> [Extrait du document]:
"""

"Tiktok c'est mon nouveau Youtube": sur Tiktok, les formats longs séduisent de plus en plus la Gen Z

"Les gens qui font des vidéos de plus de deux ou trois minutes: je vous aime", lance Chaa_pr, créatrice de contenus. "Personnellement, Tiktok est mon nouveau Youtube. Quand je fais la vaisselle, quand je vais pisser... J'aime bien avoir un fond sonore", poursuit la jeune femme, particulièrement enthousiaste.
L'anecdote peut faire sourire. Pourtant, Charlotte est loin d'être une exception. Ces dernières années, les utilisateurs "Gen Z", entre 15 et 30 ans, sont de plus en plus nombreux à se laisser séduire par des formats longs. Comprenez les vidéos de plus d'une minute (oui, tout est relatif).
Fatigue du format ultra-court
"Le public a mûri", observe Stéphanie Laporte, fondatrice de l'agence social média Otta à Tech&Co.
"Après les années confinement et le scroll à l'infini, il y a une fatigue du format ultra court. L'audience veut des contenus plus consistants et se connecter au créateur", poursuit-elle.
Résultat, en 2024, la durée de visionnage des vidéos longues était cinq fois supérieure à celle des vidéos plus courtes, rappelle Tiktok. Et selon une autre étude de Buffer, les vidéos de plus d’une minute affichent une durée de visionnage 63,8% et une portée 43,2% plus importante que celles de moins de 60 secondes.
Sur une séquence d’entre 5 et 10 secondes, le temps de visionnage moyen des utilisateurs est de 3,1 secondes. Ce dernier monte à 6.9 secondes pour les vidéos d’une longueur comprise entre 30 secondes et une minute.

"""

> [Données fournies]:

"""

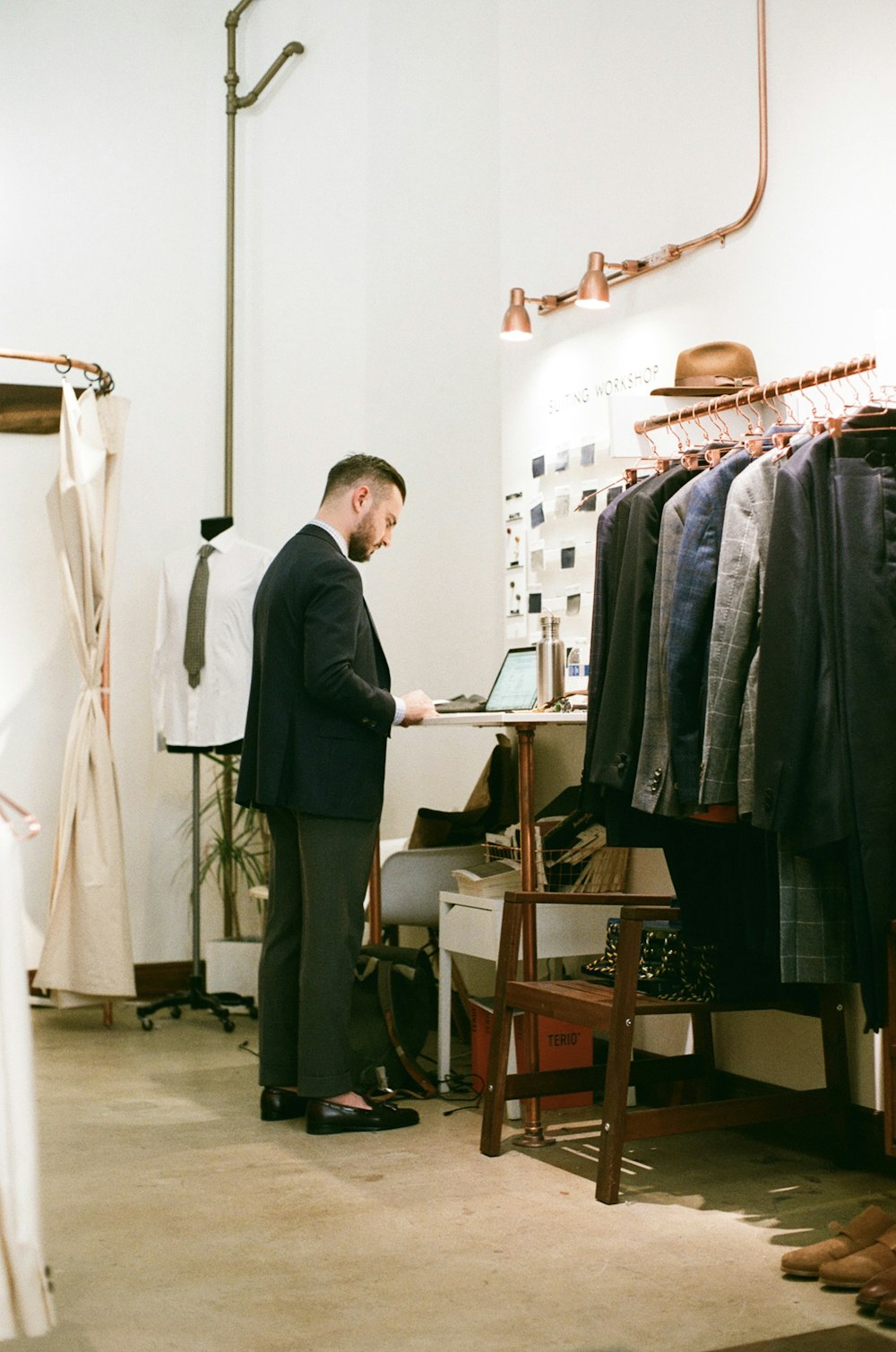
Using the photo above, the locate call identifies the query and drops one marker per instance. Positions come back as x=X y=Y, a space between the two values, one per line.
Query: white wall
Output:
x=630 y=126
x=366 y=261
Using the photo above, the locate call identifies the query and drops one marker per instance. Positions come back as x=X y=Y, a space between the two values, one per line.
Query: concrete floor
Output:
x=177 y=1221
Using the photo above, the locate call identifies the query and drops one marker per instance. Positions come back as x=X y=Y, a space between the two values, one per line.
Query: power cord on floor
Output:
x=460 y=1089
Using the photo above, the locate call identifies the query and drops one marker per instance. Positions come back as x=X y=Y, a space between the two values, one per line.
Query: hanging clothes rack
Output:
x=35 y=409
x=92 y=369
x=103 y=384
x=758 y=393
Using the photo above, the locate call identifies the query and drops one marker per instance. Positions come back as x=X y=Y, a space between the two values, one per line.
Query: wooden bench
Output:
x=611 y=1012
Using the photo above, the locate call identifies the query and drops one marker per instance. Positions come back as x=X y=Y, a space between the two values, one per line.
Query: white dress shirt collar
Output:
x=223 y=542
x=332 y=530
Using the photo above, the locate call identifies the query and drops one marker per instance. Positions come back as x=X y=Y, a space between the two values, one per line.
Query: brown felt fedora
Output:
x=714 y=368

"""

> [Consigne]:
Répondez à ces questions d'après le texte sur les vidéos longues de Tiktok :
(a) Quelle tranche d'âge regroupe les utilisateurs « Gen Z » ?
(b) Selon l'étude de Buffer, de combien la portée des vidéos de plus d'une minute dépasse-t-elle celle des vidéos de moins de 60 secondes ?
(c) Quel est le temps de visionnage moyen sur une séquence d'entre 5 et 10 secondes ?
Ces données forment un matériau à part, sans lien avec le texte sur les vidéos longues de Tiktok.

> [Corrigé]:
(a) Entre 15 et 30 ans.
(b) De 43,2 %.
(c) 3,1 secondes.